TEXTE FOURNI —
--------------------------------------------------
Alfred de Vigny : Écrivain et lac

Alfred de Vigny : Écrivain français et lac au Québec

En 1989, dans le cadre de sa politique de désignation commémorative et à la demande de l’Association des Amis d’Alfred de Vigny, la Commission de toponymie du Québec rendait homme à cet écrivain français, liant son nom à un lac situé dans la réserve faunique de Sept-Îles-Port-Cartier. D’une longueur de 6 kilomètres, plutôt étroit et échancré dans sa partie supérieure, le lac Alfred-De-Vigny possède la particularité de ressembler à une hache ou à une clef. Les pêcheurs, provenant de la ville de Port-Cartier, située à 55 kilomètres au sud-est, de Sept-Îles ou d’ailleurs, y trouvent en abondance de la truite mouchetée (omble de fontaine). Ils doivent cependant s’y rendre en hydravion ou en canot, puisque le lac n’est pas accessible par la route.

Amoureux de la nature, Alfred de Vigny aurait certainement aimé l’emplacement de ce lac désigné en son honneur. Issu d’une famille noble qui lui a inculqué la fierté de ses origines, le culte des armes et de l’honneur, celui-ci vit le jour en 1797, à Loches, en Indre-et-Loire, dans une région riche d’histoire, de bons vins, de châteaux et d’art. D’abord militaire, Vigny du mener la vie terne et monotone de la garnison. Déçu, il quitta l’armée en 1927. Elle lui avait tout de même permis de développer son sens de l’honneur, son abnégation et, en corolaire, son stoïcisme. Ses premières œuvres, des poèmes, furent écrites en 1822, à une époque où il fréquentait assidûment les cénacles romantiques. Trois ans plus tard, il se maria avec une Britannique, Lydia Jane Bunbury. Ce mariage lui permit de connaître le Canada et particulièrement ses habitants d’expression française, lui qui possédait déjà d’étroits liens de parenté avec les Montcalm et les Bougainville, lesquels avaient vécu les dernières années de la Nouvelle-France.
--------------------------------------------------
EXTRAIT DES DONNÉES —
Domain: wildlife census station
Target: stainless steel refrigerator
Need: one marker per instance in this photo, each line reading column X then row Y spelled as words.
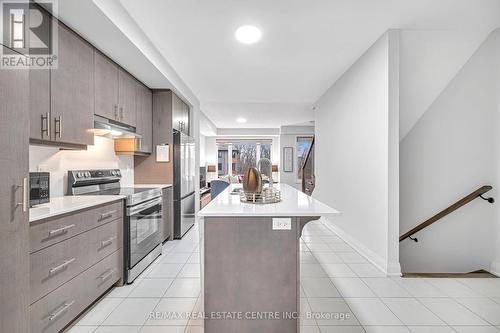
column 184, row 183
--------------------------------------------------
CONSIGNE 1 — D'après le texte fourni, par quels moyens les pêcheurs peuvent-ils se rendre au lac Alfred-De-Vigny ?
CONSIGNE 2 — Recopiez, s'il vous plaît, le passage du texte fourni qui s'ouvre sur les mots "En 1989, dans" et se referme sur "par la route.".

RÉSULTAT ATTENDU 1 — En hydravion ou en canot, puisque le lac n'est pas accessible par la route.

RÉSULTAT ATTENDU 2 —
En 1989, dans le cadre de sa politique de désignation commémorative et à la demande de l’Association des Amis d’Alfred de Vigny, la Commission de toponymie du Québec rendait homme à cet écrivain français, liant son nom à un lac situé dans la réserve faunique de Sept-Îles-Port-Cartier. D’une longueur de 6 kilomètres, plutôt étroit et échancré dans sa partie supérieure, le lac Alfred-De-Vigny possède la particularité de ressembler à une hache ou à une clef. Les pêcheurs, provenant de la ville de Port-Cartier, située à 55 kilomètres au sud-est, de Sept-Îles ou d’ailleurs, y trouvent en abondance de la truite mouchetée (omble de fontaine). Ils doivent cependant s’y rendre en hydravion ou en canot, puisque le lac n’est pas accessible par la route.